Problem description:
Find the line with "Target: parking lot". Transcribe it and each later line of the data exactly, up to and including the last.

Input data:
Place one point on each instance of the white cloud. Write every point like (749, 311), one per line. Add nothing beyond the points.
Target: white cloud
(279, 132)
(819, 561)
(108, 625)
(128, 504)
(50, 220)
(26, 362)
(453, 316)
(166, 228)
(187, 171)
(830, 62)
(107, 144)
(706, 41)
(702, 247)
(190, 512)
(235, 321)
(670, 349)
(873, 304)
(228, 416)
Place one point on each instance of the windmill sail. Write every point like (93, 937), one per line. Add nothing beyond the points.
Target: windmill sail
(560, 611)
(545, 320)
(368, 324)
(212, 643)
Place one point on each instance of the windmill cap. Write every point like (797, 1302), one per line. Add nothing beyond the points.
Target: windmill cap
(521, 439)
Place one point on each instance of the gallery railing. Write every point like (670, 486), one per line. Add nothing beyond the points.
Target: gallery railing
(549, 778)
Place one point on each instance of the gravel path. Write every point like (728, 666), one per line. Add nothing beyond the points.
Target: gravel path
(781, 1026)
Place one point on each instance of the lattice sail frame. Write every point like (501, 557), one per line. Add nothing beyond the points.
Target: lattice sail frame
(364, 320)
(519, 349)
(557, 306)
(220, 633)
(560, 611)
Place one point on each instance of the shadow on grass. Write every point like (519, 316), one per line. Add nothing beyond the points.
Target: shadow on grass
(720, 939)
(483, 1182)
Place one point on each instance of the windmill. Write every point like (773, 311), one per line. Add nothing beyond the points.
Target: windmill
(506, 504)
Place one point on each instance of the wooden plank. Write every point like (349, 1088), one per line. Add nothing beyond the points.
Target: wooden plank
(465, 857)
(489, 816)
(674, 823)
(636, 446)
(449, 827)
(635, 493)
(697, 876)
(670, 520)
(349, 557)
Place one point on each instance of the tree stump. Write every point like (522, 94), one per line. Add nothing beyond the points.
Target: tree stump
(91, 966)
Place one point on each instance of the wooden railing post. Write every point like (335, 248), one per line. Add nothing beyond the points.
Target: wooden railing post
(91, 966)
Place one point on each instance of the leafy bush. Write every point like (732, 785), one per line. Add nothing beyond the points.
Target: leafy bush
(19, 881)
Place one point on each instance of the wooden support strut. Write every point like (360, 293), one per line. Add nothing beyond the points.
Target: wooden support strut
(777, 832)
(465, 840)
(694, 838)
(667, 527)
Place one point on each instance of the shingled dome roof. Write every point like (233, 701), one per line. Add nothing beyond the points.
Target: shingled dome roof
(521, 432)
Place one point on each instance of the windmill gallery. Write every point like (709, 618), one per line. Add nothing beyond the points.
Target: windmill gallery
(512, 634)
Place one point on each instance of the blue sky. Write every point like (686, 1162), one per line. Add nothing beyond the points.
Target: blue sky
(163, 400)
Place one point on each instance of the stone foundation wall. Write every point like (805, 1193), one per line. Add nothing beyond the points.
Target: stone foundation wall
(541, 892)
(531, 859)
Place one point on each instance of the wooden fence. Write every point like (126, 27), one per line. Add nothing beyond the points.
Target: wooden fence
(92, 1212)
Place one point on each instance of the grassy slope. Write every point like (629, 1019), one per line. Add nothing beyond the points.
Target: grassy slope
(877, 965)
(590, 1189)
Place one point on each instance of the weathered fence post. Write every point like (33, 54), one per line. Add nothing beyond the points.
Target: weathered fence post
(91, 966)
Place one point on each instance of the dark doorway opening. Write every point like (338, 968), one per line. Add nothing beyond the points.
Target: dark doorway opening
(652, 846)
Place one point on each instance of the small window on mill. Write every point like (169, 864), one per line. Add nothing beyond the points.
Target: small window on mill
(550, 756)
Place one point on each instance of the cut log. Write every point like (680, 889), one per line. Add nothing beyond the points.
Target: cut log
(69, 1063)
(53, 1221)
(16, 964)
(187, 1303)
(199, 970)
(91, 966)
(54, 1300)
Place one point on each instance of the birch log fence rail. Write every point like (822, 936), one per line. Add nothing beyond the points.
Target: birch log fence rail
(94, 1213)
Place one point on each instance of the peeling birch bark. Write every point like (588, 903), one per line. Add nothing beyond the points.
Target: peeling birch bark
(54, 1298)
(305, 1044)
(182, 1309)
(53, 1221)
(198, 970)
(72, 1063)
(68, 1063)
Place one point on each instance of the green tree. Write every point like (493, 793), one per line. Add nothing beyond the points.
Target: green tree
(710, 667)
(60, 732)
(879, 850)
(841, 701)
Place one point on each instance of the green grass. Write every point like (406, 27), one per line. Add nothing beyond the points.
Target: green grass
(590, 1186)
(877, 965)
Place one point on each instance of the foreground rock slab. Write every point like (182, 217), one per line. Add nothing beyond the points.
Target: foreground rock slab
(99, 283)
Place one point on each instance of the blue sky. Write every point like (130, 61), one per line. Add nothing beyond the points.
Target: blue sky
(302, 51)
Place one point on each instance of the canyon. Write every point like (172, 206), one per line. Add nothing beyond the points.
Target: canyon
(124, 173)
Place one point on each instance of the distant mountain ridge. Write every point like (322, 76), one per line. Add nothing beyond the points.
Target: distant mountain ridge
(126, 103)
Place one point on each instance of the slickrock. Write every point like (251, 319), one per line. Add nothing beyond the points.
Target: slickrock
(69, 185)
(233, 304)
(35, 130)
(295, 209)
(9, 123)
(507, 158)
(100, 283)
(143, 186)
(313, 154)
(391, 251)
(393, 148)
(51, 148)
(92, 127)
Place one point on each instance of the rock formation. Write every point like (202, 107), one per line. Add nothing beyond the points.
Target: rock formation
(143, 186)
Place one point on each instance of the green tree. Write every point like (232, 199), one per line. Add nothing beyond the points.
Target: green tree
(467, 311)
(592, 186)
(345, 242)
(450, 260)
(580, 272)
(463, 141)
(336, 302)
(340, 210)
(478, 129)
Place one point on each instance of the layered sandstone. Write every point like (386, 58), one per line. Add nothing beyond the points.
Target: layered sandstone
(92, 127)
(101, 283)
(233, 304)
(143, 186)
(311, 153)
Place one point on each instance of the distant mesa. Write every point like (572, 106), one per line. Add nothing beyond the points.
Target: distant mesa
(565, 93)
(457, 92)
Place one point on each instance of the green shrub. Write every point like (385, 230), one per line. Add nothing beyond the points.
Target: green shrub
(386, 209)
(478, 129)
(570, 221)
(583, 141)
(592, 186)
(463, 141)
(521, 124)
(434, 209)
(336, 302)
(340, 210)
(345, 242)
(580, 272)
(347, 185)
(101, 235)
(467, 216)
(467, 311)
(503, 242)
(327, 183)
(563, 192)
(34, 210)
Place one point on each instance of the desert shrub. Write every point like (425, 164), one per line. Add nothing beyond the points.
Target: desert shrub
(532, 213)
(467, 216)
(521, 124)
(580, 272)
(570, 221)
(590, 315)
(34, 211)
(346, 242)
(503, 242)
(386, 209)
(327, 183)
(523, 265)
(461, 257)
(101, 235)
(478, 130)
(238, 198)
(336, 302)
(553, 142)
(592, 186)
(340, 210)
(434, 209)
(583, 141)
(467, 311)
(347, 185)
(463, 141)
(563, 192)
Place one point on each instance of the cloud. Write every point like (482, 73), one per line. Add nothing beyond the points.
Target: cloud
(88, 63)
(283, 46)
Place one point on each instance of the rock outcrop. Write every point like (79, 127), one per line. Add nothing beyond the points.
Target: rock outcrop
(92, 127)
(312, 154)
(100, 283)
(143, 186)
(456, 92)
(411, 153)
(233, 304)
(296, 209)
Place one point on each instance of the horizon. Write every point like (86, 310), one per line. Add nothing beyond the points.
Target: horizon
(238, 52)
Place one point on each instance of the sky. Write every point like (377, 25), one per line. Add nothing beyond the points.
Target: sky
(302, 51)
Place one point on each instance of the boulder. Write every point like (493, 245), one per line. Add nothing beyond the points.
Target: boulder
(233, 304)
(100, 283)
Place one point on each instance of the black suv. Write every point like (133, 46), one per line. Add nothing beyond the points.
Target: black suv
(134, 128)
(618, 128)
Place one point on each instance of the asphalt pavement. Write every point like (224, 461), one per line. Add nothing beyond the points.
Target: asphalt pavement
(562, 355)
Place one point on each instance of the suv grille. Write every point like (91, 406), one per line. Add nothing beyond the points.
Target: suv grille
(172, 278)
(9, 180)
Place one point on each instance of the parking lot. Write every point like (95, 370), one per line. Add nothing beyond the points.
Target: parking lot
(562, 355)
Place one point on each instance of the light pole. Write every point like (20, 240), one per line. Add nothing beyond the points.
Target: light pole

Exercise answer:
Target: parking lot
(562, 355)
Place one point on each instance of the light pole. Write every point like (20, 240), one per line. Add nothing beyond the points.
Target: light pole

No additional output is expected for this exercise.